Input »
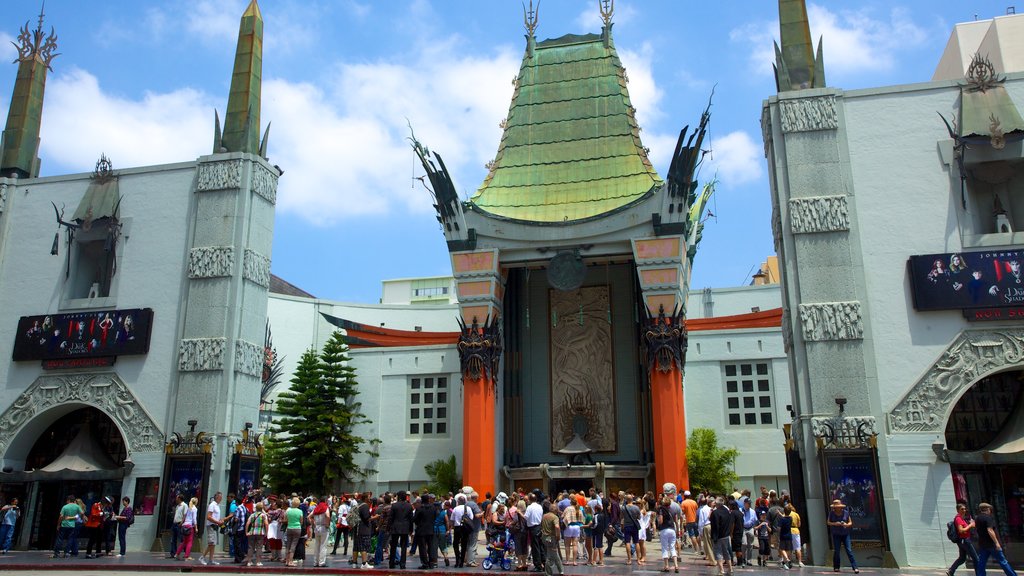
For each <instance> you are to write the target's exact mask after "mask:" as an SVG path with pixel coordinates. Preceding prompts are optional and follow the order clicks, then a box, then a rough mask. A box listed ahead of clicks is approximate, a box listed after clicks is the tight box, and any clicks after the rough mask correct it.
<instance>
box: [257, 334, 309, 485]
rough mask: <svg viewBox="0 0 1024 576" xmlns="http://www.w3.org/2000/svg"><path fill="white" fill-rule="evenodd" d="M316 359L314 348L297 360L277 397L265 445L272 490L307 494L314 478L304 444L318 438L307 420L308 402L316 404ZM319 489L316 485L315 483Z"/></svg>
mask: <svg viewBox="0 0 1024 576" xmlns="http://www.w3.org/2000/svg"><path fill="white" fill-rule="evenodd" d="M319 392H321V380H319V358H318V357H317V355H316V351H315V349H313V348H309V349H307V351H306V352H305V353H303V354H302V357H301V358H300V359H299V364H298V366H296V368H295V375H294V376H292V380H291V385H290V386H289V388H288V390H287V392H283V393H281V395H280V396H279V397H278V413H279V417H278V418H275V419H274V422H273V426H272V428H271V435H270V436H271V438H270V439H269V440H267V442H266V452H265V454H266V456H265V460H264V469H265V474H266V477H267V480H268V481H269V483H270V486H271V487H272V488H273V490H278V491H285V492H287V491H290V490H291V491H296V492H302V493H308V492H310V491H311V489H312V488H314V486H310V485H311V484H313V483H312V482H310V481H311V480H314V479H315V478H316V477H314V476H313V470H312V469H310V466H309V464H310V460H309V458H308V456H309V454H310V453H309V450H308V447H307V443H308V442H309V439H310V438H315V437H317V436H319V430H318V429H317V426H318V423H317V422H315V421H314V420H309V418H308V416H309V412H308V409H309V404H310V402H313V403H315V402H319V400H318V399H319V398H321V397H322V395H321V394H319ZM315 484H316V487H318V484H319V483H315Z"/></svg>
---
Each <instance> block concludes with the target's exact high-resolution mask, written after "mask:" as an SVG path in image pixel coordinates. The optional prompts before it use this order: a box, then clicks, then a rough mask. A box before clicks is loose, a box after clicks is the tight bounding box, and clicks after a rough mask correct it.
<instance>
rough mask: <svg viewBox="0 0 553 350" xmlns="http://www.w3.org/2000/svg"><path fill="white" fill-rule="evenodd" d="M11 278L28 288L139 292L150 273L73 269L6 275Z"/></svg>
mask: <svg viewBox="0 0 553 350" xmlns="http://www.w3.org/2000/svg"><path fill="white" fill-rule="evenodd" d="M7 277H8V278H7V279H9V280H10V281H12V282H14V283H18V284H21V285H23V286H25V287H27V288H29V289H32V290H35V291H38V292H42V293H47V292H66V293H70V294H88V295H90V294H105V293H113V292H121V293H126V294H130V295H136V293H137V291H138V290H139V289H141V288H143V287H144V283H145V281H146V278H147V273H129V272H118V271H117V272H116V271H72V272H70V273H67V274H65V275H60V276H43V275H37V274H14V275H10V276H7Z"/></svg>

What needs to be done » Report all lines of the material that contain the word "exact".

Result »
For each <instance> you are to write the target's exact mask after "mask:" as an SVG path with pixel coordinates. Preceding prompts are optional and follow the order clicks, then a box, then a rough mask. A box listed ahead of clicks is approximate, a box listed after clicks is the tight box, and any clicks after the rough mask correct it.
Each <instance> block concludes with the target's exact high-resolution mask, written after "mask:" as an SVG path in image pixel coordinates. The optional prompts before it use this order: a box, then clicks, then a rough mask. A box before clicks is loose, a box after clicks is the tight bounding box, and clicks after a rough mask correct it.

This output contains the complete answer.